◆ Records supplied ◆

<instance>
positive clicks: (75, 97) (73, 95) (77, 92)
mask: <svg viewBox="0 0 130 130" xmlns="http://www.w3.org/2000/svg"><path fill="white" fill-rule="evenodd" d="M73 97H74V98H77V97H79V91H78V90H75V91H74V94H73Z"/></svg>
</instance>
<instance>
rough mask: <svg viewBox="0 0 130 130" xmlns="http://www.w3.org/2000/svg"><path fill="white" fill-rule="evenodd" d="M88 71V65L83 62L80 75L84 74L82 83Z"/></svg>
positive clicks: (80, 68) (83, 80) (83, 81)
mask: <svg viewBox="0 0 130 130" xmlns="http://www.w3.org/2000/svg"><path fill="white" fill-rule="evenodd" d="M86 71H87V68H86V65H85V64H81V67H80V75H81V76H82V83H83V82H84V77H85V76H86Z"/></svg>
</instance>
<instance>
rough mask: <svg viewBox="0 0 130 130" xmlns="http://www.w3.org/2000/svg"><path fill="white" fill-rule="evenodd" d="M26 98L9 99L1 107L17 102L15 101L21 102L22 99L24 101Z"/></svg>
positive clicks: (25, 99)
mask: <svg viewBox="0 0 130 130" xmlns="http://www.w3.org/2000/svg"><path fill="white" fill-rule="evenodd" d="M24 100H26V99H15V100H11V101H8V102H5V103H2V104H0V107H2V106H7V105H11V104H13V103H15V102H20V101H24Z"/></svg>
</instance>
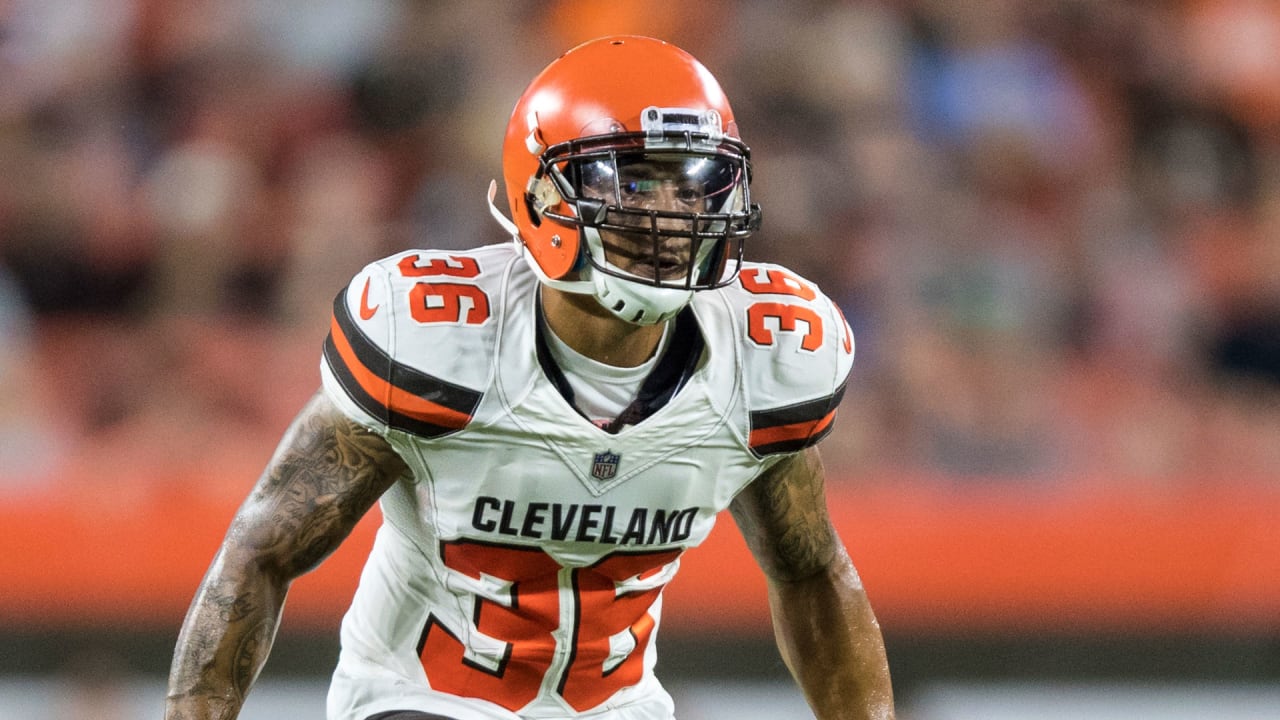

◆ What you will do ◆
Filter the entries above down to every line that includes the string "http", and copy those lines.

◆ Exercise output ◆
mask: <svg viewBox="0 0 130 130" xmlns="http://www.w3.org/2000/svg"><path fill="white" fill-rule="evenodd" d="M73 97H74V98H77V97H79V91H78V90H75V91H74V94H73Z"/></svg>
rough mask: <svg viewBox="0 0 130 130" xmlns="http://www.w3.org/2000/svg"><path fill="white" fill-rule="evenodd" d="M88 71V65L83 62L80 75L84 74L82 83Z"/></svg>
mask: <svg viewBox="0 0 130 130" xmlns="http://www.w3.org/2000/svg"><path fill="white" fill-rule="evenodd" d="M86 71H87V68H86V65H85V64H81V67H80V75H81V76H82V83H83V82H84V77H85V76H86Z"/></svg>
rough mask: <svg viewBox="0 0 130 130" xmlns="http://www.w3.org/2000/svg"><path fill="white" fill-rule="evenodd" d="M26 98L9 99L1 107L17 102L15 101L21 102L22 99L24 101Z"/></svg>
mask: <svg viewBox="0 0 130 130" xmlns="http://www.w3.org/2000/svg"><path fill="white" fill-rule="evenodd" d="M24 100H26V99H15V100H11V101H8V102H5V103H2V104H0V107H2V106H7V105H11V104H13V103H15V102H20V101H24Z"/></svg>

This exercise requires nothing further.